(Photo-based point labeling data)
^^^^^^^^
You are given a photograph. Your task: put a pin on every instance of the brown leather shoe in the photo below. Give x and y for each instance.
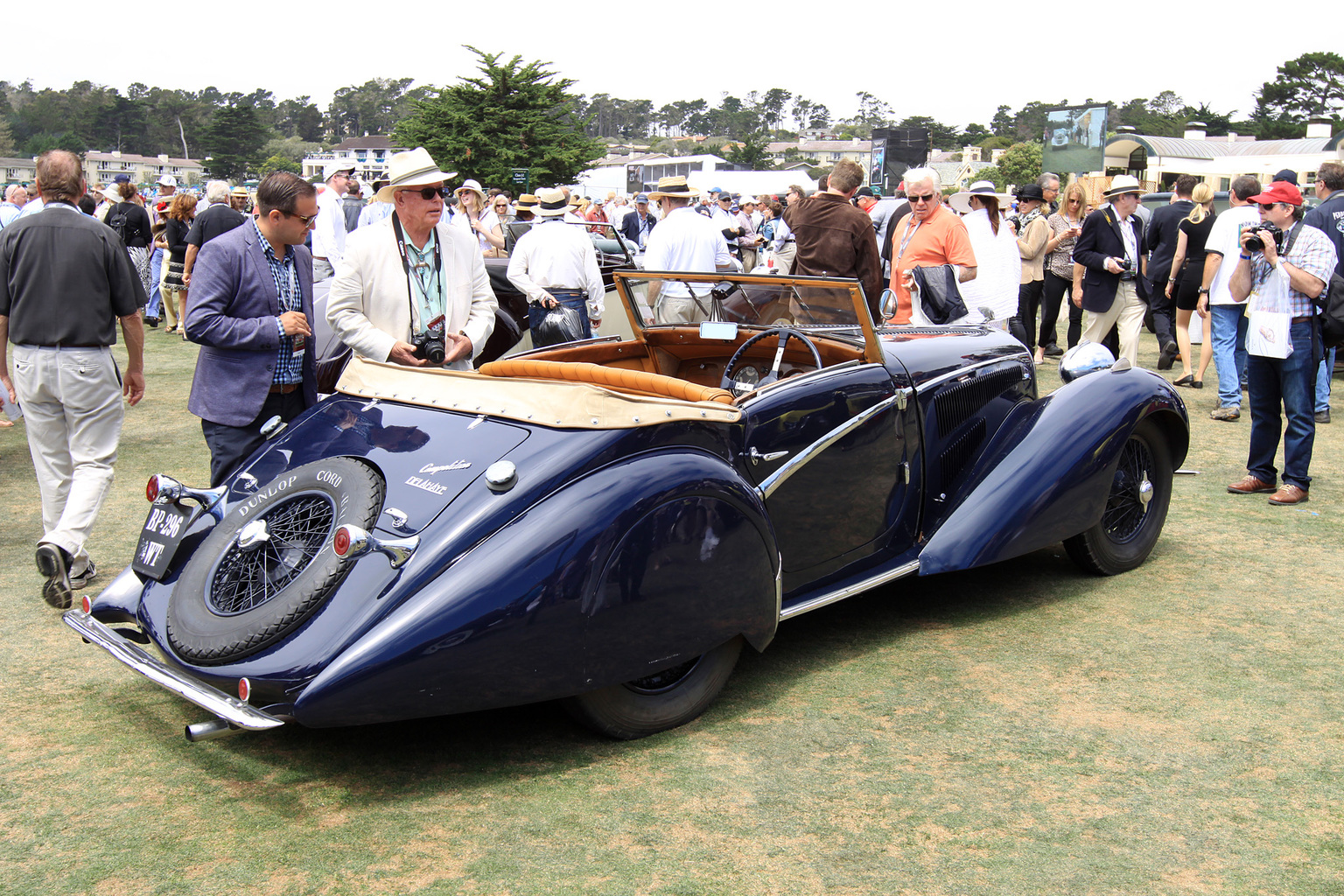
(1289, 494)
(1250, 485)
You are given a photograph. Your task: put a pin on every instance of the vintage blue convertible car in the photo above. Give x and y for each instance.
(606, 522)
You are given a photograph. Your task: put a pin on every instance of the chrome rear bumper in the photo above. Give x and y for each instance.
(231, 710)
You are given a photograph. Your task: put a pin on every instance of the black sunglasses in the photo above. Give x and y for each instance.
(430, 192)
(308, 220)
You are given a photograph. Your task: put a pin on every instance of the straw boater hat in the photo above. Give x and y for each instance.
(471, 186)
(411, 168)
(550, 203)
(674, 187)
(983, 188)
(1123, 185)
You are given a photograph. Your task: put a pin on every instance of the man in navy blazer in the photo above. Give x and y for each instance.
(1110, 248)
(252, 311)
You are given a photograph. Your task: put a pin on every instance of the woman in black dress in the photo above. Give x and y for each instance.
(1187, 277)
(180, 215)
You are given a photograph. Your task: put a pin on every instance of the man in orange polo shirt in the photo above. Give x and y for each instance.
(928, 236)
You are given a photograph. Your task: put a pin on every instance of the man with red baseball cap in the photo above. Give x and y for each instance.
(1308, 256)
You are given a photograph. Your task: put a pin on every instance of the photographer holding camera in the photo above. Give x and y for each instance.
(1281, 243)
(413, 289)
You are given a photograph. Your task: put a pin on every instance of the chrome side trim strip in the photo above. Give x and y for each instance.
(848, 592)
(807, 454)
(138, 660)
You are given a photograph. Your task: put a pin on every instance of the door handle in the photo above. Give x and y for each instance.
(769, 456)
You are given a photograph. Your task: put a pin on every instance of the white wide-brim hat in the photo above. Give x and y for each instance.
(1123, 185)
(550, 203)
(983, 188)
(473, 187)
(411, 168)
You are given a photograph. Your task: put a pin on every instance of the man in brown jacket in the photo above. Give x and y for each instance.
(835, 238)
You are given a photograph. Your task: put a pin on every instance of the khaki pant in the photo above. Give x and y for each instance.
(72, 410)
(1125, 313)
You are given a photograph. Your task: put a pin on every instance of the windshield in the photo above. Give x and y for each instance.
(663, 298)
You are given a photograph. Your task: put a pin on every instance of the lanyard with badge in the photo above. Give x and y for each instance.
(416, 270)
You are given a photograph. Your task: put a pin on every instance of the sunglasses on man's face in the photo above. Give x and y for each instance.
(430, 192)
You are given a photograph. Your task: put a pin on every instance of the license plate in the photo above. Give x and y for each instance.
(164, 528)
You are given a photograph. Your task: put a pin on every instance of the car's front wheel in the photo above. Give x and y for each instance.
(659, 702)
(1136, 507)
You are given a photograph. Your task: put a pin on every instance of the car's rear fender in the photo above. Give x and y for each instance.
(1050, 469)
(659, 555)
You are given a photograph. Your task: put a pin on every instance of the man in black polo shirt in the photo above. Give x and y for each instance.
(215, 220)
(65, 281)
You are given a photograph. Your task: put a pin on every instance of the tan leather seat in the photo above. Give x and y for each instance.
(616, 378)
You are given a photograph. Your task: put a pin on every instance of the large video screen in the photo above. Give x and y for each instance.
(1075, 140)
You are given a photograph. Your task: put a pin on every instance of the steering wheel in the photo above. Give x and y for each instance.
(785, 333)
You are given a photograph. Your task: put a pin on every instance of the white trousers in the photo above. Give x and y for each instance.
(73, 411)
(1125, 313)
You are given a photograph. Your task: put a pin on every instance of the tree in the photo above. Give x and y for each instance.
(234, 140)
(514, 116)
(1020, 164)
(1311, 85)
(1003, 122)
(750, 152)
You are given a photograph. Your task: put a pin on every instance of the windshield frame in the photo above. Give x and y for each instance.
(626, 281)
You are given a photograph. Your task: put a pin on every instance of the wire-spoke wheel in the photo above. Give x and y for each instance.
(1136, 507)
(269, 564)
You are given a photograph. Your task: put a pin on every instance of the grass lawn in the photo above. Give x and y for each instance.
(1025, 728)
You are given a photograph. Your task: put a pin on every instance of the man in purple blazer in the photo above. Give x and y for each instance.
(252, 311)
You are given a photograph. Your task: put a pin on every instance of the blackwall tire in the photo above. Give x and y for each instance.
(660, 702)
(233, 599)
(1130, 526)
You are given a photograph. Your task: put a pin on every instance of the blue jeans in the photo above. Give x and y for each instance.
(569, 298)
(1323, 382)
(1291, 384)
(1230, 352)
(156, 263)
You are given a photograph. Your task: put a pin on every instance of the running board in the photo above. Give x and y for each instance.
(850, 590)
(231, 710)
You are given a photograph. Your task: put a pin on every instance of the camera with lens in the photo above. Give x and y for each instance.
(1256, 243)
(429, 344)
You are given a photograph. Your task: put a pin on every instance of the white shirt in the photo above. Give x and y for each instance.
(330, 233)
(556, 256)
(1226, 236)
(686, 241)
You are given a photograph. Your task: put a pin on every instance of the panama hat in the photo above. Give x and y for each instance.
(1123, 185)
(473, 187)
(674, 187)
(411, 168)
(551, 203)
(983, 188)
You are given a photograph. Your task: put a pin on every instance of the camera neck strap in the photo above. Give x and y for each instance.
(414, 280)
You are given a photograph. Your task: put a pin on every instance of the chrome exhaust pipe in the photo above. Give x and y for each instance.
(210, 730)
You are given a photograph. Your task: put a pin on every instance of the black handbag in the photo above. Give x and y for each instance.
(940, 298)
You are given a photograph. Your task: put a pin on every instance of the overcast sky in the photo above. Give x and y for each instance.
(634, 52)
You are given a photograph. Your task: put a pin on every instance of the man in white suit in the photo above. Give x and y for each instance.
(413, 276)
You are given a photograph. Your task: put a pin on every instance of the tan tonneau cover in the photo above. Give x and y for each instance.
(529, 401)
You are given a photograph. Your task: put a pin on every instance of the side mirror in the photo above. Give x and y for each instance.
(887, 305)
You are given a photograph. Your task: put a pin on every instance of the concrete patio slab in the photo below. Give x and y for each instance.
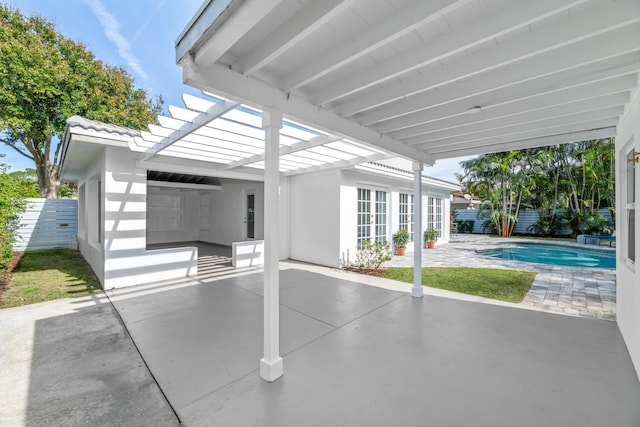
(356, 354)
(71, 363)
(441, 362)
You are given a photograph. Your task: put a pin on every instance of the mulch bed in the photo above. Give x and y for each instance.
(5, 275)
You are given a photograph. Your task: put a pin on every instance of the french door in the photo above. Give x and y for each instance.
(372, 215)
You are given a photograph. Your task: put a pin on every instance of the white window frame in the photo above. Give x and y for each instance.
(165, 212)
(405, 212)
(372, 214)
(629, 156)
(435, 213)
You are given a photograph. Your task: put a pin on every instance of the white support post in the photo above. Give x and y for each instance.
(416, 290)
(271, 365)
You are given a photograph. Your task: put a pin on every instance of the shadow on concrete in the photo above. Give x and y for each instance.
(84, 370)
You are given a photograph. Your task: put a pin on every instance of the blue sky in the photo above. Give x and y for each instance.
(138, 35)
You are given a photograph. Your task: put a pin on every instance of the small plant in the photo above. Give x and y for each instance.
(372, 255)
(430, 234)
(401, 238)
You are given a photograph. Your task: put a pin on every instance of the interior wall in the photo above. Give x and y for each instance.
(315, 218)
(191, 218)
(627, 275)
(226, 223)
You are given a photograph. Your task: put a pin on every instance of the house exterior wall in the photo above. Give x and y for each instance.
(627, 274)
(122, 202)
(88, 214)
(351, 180)
(315, 218)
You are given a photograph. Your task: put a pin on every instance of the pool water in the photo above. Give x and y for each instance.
(555, 255)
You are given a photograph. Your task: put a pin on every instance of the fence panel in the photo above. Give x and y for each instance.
(47, 224)
(526, 219)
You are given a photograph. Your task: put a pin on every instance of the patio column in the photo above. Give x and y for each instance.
(271, 365)
(417, 291)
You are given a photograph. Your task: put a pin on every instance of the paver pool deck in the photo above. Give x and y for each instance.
(576, 291)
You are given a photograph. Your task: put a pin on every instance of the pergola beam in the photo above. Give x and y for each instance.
(305, 22)
(394, 27)
(515, 15)
(199, 121)
(535, 54)
(255, 92)
(543, 141)
(299, 146)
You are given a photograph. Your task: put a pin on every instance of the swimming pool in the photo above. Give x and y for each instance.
(554, 255)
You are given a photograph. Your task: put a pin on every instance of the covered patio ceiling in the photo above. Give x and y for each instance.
(424, 79)
(229, 135)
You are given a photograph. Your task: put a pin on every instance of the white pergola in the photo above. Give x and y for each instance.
(426, 80)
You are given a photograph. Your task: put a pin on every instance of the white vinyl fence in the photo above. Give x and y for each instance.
(526, 219)
(47, 224)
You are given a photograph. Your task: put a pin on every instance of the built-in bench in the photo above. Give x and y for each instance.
(249, 253)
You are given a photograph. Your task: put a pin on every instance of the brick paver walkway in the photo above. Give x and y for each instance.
(576, 291)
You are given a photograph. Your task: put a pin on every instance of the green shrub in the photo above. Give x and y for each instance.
(371, 255)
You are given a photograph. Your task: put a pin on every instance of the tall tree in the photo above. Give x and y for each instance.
(46, 78)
^^^^^^^^
SET EXERCISE: Please rewrite the part that opens with the line containing "of the tall" and runs through the end of the items, swapping "tall tree" for "leafy tree" and leaving everything else unchanged.

SOLUTION:
You are given a photograph. Your task: put a pin on every instance of the leafy tree in the photo above. Give x and y for each instance.
(46, 78)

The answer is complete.